Extracted data entries:

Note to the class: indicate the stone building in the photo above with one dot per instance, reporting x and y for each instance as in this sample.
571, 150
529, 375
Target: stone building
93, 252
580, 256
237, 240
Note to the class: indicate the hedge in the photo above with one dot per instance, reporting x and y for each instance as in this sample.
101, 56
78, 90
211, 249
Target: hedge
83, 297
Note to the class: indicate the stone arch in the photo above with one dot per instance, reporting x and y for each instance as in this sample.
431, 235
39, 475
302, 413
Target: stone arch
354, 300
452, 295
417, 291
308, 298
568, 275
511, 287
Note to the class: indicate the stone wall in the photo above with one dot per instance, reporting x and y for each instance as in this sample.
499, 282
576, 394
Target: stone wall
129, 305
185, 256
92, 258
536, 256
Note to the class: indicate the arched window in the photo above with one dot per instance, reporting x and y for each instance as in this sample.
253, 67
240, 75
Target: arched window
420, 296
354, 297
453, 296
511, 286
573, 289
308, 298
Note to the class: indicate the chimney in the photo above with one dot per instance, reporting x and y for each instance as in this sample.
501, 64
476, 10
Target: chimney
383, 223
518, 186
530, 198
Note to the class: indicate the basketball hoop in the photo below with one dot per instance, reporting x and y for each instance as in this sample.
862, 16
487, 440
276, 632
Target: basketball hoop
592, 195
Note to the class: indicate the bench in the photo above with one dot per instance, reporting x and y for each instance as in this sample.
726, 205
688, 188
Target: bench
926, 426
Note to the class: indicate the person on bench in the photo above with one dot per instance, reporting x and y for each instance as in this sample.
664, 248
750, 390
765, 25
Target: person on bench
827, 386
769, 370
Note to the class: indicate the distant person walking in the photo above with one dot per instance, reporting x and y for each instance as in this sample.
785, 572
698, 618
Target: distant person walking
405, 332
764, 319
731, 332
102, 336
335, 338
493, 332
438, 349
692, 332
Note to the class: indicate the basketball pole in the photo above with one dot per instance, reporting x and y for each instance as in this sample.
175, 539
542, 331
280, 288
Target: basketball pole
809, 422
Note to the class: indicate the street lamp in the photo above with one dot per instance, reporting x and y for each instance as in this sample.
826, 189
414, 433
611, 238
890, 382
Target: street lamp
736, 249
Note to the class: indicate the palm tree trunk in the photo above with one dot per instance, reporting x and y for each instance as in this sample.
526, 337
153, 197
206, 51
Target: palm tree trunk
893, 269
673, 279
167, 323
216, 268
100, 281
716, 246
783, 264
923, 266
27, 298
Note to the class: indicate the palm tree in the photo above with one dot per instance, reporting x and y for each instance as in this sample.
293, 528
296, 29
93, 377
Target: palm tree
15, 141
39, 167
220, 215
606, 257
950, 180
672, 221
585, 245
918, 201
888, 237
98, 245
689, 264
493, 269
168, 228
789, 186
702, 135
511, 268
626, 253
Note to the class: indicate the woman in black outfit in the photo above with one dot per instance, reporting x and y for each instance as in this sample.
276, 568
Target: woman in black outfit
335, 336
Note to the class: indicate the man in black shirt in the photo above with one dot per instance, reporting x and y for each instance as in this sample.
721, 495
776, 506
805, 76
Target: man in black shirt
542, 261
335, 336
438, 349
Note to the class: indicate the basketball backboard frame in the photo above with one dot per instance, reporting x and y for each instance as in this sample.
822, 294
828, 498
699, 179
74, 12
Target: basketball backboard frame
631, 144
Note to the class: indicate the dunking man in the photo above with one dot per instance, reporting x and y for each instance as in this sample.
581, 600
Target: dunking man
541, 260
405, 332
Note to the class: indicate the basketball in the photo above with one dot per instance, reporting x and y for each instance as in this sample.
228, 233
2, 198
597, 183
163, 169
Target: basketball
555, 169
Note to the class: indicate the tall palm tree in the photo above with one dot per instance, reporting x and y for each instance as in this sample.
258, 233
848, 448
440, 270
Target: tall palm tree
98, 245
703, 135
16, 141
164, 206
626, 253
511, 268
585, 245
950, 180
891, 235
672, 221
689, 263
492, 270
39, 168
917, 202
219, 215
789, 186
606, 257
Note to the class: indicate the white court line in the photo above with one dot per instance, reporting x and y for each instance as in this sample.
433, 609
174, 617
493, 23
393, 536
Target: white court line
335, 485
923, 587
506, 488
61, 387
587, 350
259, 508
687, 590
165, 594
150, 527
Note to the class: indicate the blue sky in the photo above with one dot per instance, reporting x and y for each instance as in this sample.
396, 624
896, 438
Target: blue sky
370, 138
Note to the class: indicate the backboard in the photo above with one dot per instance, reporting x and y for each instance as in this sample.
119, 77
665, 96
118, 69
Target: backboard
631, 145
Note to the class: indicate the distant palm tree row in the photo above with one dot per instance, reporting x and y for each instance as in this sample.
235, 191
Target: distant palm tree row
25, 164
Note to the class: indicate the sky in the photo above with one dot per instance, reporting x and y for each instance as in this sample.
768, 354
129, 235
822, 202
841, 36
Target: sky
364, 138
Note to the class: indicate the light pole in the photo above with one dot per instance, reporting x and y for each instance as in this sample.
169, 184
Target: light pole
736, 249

Your objective>
All of the records above need to be printed again exactly as they appear.

Output for this task>
Note to the class: indicate the stone building in the photo above with one dot per instance, reporting x and y for each instance as in this sample.
571, 150
529, 375
Target: stone building
93, 252
580, 256
237, 240
Note to the class: indicate the hedge in the photo above with one dot per instance, reporting x and y for each instance as in this sample.
101, 56
78, 90
211, 249
Target: hedge
83, 297
Note to the class: indicate the stone arch in the photo above with one dot per instance, reporting x and y for each instance as in this sample.
431, 235
39, 475
302, 413
Target: stone arch
354, 300
452, 295
417, 291
308, 298
568, 275
511, 287
Note to the class: indicate the stone wall in the photo above with one dot per instance, reporting x and y for each instance as in this sample.
499, 282
576, 394
Target: stone wall
129, 305
185, 256
92, 258
536, 256
Note to the class: indicate the arched window in the photo above with one dot per instance, reporting x and y for each instance as in this sample.
253, 67
240, 75
Target: arched window
420, 296
354, 297
453, 296
511, 286
573, 289
308, 298
Note to the class: indicate the chimney in the photo above with one dot per instance, reporting x and y for each instance as in this sample.
501, 64
476, 10
Target: chimney
383, 223
518, 186
530, 198
Note to the class: indicate the basketball hoop in the photo below with one dot per instance, reporting x and y for each instance as in this sample.
862, 16
487, 440
276, 632
Target: basketball hoop
592, 195
Note to the class: indicate the bench in the photo above with one dot per instance, reporting x and y for each instance as in this sample.
726, 205
688, 188
Target: bench
926, 426
Note to the class: indicate the person on bench in the photo above with one dot per instance, reporting x and y for each instance as in this sample.
664, 248
750, 390
765, 25
Target: person on bench
827, 386
769, 370
Note to the class: indicate the distant person walking in the photo above with one dot per instance, reporting x and y for each instance as in this sample.
785, 572
698, 618
Target: distant person walking
405, 332
764, 319
731, 332
102, 336
335, 338
493, 332
438, 349
692, 332
Note to the class: indicate the basketball pole in the photo above with one dot per instance, reporting x and y for each instance as in this sample.
175, 539
542, 331
280, 288
Target: basketball pole
809, 422
Note to the class: indicate the street lamp in the photo above with one dot per instance, reporting x and y for each instance as in this sample.
826, 189
414, 433
611, 238
890, 382
Target: street lamp
736, 249
Note to the class: indicate the palm tree trunk in the photo above with one dot per instance, reporting x and y for each instance as in this sample.
526, 337
153, 197
206, 51
Target: palm tree trunk
893, 269
673, 279
167, 323
216, 268
100, 281
716, 246
783, 264
923, 266
27, 298
Note to the class: indicate the palm tree in the photo above with one dot per instance, reporting x and y for each instance as in this sample.
293, 528
296, 29
93, 377
Target: palm tree
15, 141
39, 167
220, 215
606, 257
950, 180
672, 221
585, 245
918, 201
888, 237
98, 245
689, 264
493, 269
168, 228
789, 186
702, 135
511, 268
626, 253
Note to the class: indicate the woman in black outfit in the photo above with one dot per instance, reporting x and y for each instance as in this sample.
276, 568
Target: woman in black outfit
335, 336
Note to the class: indicate the man in black shirt in the photo above with one dot per instance, reporting x and y for each instance as in this sample.
721, 495
776, 506
805, 76
Target: man in black shirt
542, 261
335, 336
438, 349
Note to the class: indicate the basketball backboard frame in the photo above with one dot per instance, reporting x and y for each instance as in this sample.
822, 294
828, 498
699, 179
74, 12
Target: basketball backboard frame
631, 144
Note to the class: indicate the dunking man in the photo above with one dot per instance, reporting x and y for each instance as in this sample.
581, 600
Target: dunking man
541, 260
405, 332
Note to the class: indicate the basketball in the photo above with one dot per instance, reporting x and y for each instance as in this sample.
228, 233
2, 198
597, 183
163, 169
Target: basketball
555, 169
Note to the class: indicate the tall palm tree in the photo above with one dot per instance, reporting x and y for each instance as in this sample.
258, 233
848, 448
440, 270
Target: tall palm tree
98, 245
703, 135
16, 141
164, 206
626, 253
511, 268
585, 245
950, 180
891, 235
672, 221
689, 263
492, 270
39, 168
917, 202
219, 215
789, 186
606, 257
Note to the class: indicate the white court line in the photo above with one dot per instance, reporting x and y for each instance as in this sample.
433, 609
174, 617
493, 23
393, 536
Target: white court line
335, 485
923, 587
506, 488
61, 387
587, 350
259, 508
687, 590
165, 594
150, 527
Note to the class: indicate the blue sky in the photo above with one dot per instance, reporting x and y for each instance as in this sample.
396, 624
896, 438
Target: blue sky
370, 138
Note to the class: indicate the backboard in the photo above with one dot per instance, reporting x and y for each instance as in this sample.
119, 77
665, 96
118, 69
Target: backboard
631, 145
Note to the class: indicate the distant palm tree row in the photo above with one dot per instance, reporting x and y for each instance as in this sample.
235, 191
Target: distant palm tree row
25, 164
Note to the class: indicate the sky in the photo above with one dot per instance, reporting x and y for each instance as in this sample.
768, 354
129, 235
822, 202
841, 36
Target: sky
364, 138
Note to the class: indicate the light pole in the photo above with one dot per instance, reporting x and y for each instance as in this sample.
169, 184
Target: light pole
736, 249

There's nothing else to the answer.